EXCERPTED DATA -
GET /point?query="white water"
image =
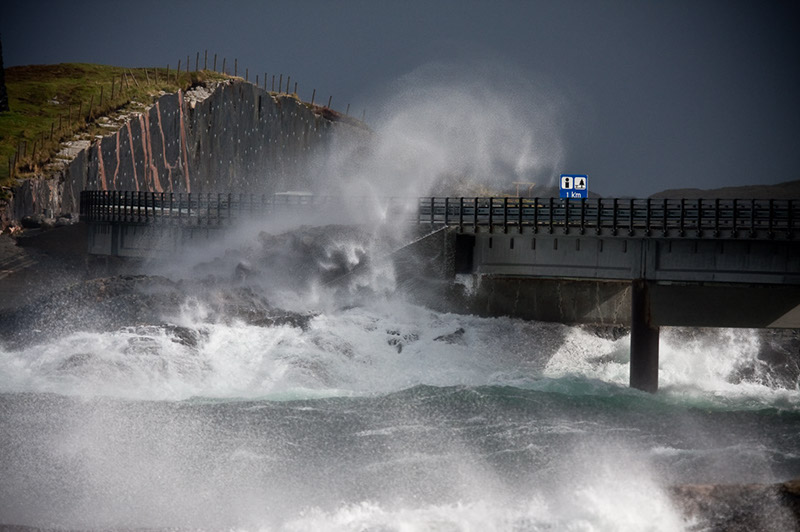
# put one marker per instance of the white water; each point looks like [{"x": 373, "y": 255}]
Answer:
[{"x": 384, "y": 347}]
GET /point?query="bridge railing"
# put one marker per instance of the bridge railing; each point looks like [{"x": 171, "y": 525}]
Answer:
[
  {"x": 693, "y": 218},
  {"x": 614, "y": 216},
  {"x": 206, "y": 209}
]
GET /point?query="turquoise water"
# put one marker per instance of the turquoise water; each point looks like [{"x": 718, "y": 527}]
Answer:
[{"x": 379, "y": 417}]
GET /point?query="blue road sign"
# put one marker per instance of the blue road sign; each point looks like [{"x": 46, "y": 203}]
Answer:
[{"x": 574, "y": 186}]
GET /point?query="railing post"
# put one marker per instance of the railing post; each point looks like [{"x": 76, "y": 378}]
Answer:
[
  {"x": 461, "y": 214},
  {"x": 475, "y": 215},
  {"x": 699, "y": 217},
  {"x": 614, "y": 217},
  {"x": 599, "y": 227},
  {"x": 583, "y": 215},
  {"x": 771, "y": 219},
  {"x": 630, "y": 218},
  {"x": 505, "y": 214}
]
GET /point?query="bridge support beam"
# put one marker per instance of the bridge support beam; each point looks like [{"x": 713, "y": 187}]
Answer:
[{"x": 644, "y": 340}]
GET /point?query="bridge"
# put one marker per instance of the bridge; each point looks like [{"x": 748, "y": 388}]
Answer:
[{"x": 645, "y": 263}]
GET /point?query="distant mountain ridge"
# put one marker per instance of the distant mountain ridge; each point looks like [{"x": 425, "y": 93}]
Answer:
[{"x": 787, "y": 190}]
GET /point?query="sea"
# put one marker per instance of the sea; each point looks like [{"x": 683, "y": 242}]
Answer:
[{"x": 373, "y": 413}]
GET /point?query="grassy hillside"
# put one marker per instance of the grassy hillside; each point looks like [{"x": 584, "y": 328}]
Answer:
[{"x": 52, "y": 103}]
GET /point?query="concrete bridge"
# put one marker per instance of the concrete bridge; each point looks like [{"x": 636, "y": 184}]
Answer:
[{"x": 637, "y": 262}]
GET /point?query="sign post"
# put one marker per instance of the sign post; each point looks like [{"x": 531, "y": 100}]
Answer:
[{"x": 574, "y": 186}]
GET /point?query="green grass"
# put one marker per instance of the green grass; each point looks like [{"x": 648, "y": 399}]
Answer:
[{"x": 50, "y": 103}]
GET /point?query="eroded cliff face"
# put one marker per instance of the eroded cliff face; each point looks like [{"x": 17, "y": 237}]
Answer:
[{"x": 231, "y": 138}]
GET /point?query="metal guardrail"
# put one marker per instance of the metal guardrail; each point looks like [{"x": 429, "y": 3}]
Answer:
[
  {"x": 167, "y": 208},
  {"x": 695, "y": 218},
  {"x": 691, "y": 218}
]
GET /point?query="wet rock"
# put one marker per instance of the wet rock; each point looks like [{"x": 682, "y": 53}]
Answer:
[
  {"x": 743, "y": 507},
  {"x": 398, "y": 340},
  {"x": 607, "y": 332},
  {"x": 456, "y": 337},
  {"x": 32, "y": 222}
]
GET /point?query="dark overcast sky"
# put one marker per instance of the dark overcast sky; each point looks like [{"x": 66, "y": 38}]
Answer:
[{"x": 661, "y": 94}]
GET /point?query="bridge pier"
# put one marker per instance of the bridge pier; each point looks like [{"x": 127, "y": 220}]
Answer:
[{"x": 644, "y": 340}]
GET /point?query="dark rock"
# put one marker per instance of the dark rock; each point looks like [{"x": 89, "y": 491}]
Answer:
[
  {"x": 398, "y": 340},
  {"x": 744, "y": 507},
  {"x": 456, "y": 337},
  {"x": 32, "y": 222}
]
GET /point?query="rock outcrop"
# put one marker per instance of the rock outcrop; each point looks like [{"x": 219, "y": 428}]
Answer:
[{"x": 231, "y": 137}]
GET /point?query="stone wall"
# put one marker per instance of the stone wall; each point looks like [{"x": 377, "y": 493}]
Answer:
[{"x": 231, "y": 138}]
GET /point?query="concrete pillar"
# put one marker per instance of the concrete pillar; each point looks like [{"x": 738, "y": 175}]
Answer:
[{"x": 644, "y": 340}]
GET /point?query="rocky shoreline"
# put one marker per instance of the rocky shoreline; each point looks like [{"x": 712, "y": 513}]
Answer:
[{"x": 47, "y": 289}]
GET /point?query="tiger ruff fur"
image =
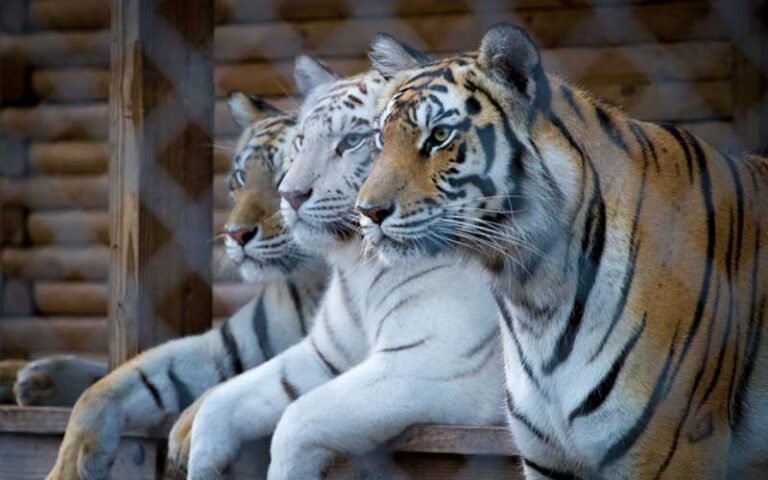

WHAT TO PRODUCE - Report every line of the material that contains the word "dark".

ANSWER FOR THIS EXERCISE -
GET /point?query="dark overcast sky"
# put one marker per instance of the dark overcast sky; each point looks like [{"x": 66, "y": 38}]
GET /point?query="dark rock"
# put one marker per instance of the dark rock; each point looks like [{"x": 89, "y": 491}]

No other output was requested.